*WORK TO COMPLETE*
All lines from the one with "TARGET = camel hump" through the end of the records below are to be given again exactly, and nothing else.

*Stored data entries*
▼

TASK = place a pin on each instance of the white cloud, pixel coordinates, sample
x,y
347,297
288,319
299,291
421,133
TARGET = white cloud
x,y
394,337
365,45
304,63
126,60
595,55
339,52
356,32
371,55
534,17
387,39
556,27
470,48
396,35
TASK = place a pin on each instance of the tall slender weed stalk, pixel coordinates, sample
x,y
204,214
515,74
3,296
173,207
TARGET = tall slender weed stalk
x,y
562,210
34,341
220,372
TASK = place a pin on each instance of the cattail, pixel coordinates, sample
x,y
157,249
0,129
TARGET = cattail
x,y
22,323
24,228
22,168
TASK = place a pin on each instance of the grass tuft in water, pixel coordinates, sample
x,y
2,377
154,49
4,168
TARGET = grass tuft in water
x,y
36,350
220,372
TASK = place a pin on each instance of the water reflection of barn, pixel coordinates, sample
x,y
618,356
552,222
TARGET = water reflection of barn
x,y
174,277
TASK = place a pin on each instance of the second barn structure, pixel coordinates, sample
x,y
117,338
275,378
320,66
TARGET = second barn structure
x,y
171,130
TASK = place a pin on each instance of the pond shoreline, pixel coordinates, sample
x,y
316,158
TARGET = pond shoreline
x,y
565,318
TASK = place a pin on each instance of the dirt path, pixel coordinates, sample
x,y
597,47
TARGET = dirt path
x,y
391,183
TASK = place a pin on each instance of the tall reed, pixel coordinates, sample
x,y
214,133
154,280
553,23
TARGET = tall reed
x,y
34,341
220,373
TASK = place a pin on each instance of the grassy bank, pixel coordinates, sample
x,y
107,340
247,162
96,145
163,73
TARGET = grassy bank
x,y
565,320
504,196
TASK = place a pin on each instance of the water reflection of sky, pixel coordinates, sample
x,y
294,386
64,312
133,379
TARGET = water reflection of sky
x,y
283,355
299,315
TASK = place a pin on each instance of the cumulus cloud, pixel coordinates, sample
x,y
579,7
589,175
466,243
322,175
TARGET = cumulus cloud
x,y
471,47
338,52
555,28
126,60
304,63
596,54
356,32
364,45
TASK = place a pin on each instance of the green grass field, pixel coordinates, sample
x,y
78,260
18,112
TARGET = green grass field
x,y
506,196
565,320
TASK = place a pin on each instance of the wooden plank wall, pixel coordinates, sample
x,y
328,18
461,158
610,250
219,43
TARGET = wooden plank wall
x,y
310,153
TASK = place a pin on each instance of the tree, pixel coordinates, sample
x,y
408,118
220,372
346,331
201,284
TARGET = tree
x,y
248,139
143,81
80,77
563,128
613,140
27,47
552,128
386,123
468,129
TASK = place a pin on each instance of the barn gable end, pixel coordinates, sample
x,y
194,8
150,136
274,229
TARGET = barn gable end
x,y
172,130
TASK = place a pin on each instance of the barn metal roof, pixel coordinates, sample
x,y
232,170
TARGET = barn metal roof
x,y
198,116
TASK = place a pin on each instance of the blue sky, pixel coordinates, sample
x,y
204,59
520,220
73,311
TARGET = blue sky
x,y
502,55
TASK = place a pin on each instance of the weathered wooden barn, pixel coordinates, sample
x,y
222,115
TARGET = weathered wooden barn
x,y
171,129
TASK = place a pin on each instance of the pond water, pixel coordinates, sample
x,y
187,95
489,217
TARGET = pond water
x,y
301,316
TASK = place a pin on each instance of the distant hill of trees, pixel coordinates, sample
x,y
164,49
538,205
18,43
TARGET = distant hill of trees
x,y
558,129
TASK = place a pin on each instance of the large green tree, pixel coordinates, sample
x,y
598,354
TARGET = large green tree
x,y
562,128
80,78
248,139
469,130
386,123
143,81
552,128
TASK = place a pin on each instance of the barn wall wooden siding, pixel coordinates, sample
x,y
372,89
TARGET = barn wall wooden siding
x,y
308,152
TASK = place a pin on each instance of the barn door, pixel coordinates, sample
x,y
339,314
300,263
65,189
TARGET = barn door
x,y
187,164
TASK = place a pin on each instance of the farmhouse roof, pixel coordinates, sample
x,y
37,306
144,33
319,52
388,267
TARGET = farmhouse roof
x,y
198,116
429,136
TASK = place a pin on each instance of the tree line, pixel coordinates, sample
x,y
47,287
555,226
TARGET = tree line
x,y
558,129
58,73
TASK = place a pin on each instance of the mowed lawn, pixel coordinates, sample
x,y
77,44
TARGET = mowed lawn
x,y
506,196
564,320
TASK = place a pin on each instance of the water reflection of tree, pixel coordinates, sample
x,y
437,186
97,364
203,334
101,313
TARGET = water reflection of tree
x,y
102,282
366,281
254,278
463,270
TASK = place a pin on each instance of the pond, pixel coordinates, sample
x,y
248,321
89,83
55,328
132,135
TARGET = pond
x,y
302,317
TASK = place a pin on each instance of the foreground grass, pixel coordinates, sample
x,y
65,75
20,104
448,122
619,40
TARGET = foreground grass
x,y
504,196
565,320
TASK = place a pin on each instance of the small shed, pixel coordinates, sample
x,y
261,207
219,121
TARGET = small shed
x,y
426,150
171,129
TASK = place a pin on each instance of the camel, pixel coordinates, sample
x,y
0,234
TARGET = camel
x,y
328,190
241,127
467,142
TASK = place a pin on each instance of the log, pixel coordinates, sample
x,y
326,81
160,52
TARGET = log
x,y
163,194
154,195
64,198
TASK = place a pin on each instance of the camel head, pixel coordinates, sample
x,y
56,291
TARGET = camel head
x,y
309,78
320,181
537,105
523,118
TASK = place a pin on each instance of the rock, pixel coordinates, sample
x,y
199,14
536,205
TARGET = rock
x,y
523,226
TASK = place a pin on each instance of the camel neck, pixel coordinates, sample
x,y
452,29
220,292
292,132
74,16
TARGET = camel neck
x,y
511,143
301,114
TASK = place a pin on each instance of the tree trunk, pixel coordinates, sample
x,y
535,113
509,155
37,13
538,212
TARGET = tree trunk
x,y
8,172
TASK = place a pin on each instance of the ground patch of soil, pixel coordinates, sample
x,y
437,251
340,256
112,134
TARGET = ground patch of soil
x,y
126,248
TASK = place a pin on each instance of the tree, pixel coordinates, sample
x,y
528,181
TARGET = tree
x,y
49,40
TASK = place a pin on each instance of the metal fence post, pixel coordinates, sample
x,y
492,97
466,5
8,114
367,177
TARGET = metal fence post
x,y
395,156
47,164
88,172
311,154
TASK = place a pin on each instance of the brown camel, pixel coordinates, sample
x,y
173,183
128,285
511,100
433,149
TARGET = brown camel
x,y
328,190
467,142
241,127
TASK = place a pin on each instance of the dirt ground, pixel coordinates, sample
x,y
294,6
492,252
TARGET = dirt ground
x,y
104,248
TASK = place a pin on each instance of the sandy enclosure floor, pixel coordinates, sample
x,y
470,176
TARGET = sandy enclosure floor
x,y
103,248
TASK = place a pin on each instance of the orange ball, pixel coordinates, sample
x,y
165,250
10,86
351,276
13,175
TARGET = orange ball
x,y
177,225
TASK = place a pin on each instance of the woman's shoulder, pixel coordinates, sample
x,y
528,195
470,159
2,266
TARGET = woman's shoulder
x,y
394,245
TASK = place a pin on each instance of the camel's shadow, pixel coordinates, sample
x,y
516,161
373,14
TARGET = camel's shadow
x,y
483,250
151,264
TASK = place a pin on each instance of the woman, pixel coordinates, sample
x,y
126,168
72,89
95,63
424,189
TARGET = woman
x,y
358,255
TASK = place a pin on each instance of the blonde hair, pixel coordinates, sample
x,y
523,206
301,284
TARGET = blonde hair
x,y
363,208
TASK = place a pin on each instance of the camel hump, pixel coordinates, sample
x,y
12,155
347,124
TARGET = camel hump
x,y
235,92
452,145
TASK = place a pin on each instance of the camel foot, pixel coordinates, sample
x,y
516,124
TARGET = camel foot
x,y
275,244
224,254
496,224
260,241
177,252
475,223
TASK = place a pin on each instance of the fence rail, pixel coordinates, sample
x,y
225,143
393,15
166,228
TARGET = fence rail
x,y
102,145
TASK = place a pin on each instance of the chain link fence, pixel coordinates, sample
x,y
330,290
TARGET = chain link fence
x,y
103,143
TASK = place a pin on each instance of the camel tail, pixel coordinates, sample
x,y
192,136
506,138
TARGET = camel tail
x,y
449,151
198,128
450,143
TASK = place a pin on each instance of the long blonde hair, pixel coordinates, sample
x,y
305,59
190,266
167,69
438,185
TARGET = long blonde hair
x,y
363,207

▲

*OUTPUT BELOW*
TARGET = camel hump
x,y
235,92
452,145
TASK = place a pin on each instance of the camel foot, pixel coordinates, sample
x,y
516,124
TARGET = camel foot
x,y
275,244
224,254
496,224
260,241
177,252
475,223
TASK = place a pin on each instance of the fence rail, pixel coordinates, sample
x,y
225,143
393,15
166,228
TARGET = fence rail
x,y
102,145
TASK = place a pin on each instance of the chain link fence, pixel coordinates, sample
x,y
330,290
TARGET = chain link fence
x,y
103,143
TASK = place a pin on each instance of the camel tail, pixel coordinates, sample
x,y
192,136
506,138
TARGET = camel tail
x,y
449,151
198,128
450,143
TASK = place a pin on each instance of the long blonde hair, pixel coordinates, sample
x,y
305,59
190,266
167,69
438,185
TARGET = long blonde hair
x,y
363,207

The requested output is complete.